All lines from the line containing "this form: (118,155)." up to and including the last line of the listing below should be echoed exactly; no other lines belong in the response.

─── Exercise input ───

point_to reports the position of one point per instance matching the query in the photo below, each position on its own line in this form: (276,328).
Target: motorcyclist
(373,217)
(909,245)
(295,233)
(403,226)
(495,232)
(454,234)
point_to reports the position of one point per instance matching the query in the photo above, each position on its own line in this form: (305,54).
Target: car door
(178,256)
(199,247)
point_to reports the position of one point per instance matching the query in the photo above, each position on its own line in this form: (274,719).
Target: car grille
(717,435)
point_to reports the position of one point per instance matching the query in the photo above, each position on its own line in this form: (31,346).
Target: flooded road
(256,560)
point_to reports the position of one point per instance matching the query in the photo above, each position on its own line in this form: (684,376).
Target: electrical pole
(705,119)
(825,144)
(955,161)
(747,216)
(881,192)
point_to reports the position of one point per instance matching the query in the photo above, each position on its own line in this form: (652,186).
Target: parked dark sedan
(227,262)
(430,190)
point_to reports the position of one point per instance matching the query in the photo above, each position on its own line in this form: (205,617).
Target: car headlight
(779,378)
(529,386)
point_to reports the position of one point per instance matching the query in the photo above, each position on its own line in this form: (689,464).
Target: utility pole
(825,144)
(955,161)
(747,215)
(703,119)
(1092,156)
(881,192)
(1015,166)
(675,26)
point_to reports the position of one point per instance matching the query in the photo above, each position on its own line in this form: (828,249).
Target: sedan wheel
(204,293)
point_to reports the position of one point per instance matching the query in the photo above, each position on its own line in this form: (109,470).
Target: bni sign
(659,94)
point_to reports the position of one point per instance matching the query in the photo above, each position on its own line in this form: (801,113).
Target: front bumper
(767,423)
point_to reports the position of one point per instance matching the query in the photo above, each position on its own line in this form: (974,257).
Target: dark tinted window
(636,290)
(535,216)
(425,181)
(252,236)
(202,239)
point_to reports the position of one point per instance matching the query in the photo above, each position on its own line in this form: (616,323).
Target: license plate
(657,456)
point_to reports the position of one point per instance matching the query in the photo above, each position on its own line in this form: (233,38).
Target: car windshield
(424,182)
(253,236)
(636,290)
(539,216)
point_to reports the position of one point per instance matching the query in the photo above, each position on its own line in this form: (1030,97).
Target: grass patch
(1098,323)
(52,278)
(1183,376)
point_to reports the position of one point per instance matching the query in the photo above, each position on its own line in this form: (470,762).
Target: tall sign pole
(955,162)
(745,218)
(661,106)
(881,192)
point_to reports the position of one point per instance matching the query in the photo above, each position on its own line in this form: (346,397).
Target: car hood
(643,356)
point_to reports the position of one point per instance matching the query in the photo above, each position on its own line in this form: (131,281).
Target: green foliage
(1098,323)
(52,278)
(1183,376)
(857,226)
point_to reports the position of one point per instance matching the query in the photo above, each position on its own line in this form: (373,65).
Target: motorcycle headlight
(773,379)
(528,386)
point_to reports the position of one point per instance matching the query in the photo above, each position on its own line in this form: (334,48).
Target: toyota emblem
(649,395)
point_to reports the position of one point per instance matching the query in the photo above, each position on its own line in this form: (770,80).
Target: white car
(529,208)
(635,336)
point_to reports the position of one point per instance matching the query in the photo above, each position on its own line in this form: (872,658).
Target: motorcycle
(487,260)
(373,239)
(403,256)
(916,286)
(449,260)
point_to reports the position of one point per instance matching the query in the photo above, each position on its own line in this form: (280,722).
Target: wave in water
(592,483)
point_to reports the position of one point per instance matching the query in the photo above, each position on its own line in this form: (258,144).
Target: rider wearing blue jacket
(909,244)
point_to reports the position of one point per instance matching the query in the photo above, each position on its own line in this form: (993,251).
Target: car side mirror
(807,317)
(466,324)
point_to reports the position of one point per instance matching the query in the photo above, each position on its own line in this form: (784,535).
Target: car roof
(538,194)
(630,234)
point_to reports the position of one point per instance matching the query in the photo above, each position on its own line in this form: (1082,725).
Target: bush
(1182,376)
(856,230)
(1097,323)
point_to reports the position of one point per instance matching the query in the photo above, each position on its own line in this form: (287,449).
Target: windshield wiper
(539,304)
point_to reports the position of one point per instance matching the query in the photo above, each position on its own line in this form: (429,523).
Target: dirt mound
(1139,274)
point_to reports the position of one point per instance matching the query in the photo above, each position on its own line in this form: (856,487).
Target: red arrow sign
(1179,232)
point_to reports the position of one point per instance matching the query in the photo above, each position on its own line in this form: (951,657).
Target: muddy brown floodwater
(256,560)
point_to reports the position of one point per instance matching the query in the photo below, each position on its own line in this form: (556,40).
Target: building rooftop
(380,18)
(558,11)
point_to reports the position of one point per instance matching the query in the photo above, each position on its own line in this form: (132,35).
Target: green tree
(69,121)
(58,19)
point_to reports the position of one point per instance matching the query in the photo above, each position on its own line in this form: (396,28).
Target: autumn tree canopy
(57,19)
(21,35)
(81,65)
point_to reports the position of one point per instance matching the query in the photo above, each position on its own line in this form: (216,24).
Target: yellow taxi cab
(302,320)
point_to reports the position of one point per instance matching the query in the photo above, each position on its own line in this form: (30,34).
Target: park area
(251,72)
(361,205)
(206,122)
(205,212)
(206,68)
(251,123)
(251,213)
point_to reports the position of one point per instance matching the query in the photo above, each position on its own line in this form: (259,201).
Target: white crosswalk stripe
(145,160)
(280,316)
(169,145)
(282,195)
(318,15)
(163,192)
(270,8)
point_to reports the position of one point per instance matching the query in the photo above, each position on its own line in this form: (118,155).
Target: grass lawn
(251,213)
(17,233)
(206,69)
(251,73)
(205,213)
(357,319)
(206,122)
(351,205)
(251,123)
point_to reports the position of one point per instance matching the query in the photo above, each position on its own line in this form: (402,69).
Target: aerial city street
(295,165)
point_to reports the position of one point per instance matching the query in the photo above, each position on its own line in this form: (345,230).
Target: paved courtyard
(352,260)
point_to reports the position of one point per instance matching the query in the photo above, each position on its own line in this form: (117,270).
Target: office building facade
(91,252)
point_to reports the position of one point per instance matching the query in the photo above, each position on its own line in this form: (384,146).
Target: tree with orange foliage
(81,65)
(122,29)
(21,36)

───

## Response for this exercise
point_to reports the position of one point per instance matching the query in the photo above, each position on its own line in this form: (118,155).
Target: grass lawn
(251,213)
(17,233)
(206,69)
(251,73)
(205,213)
(357,319)
(206,122)
(351,205)
(251,123)
point_to reports the position of one point per instance matching the query in the photo above, each position on its own line in this form: (402,69).
Target: aerial city street
(295,165)
point_to reports the position of one point per instance matching the query in the photo above, each position on its own line in this form: (345,230).
Target: paved courtyard
(352,260)
point_to reports the position of one point per instance matching the query in the photo above, each position on its own line in this form: (117,270).
Target: office building facade
(91,252)
point_to reports the position of one point per instance matching the query in the photo above, each position on its own line in this form: (384,146).
Target: tree with orange foliage
(81,65)
(122,29)
(21,36)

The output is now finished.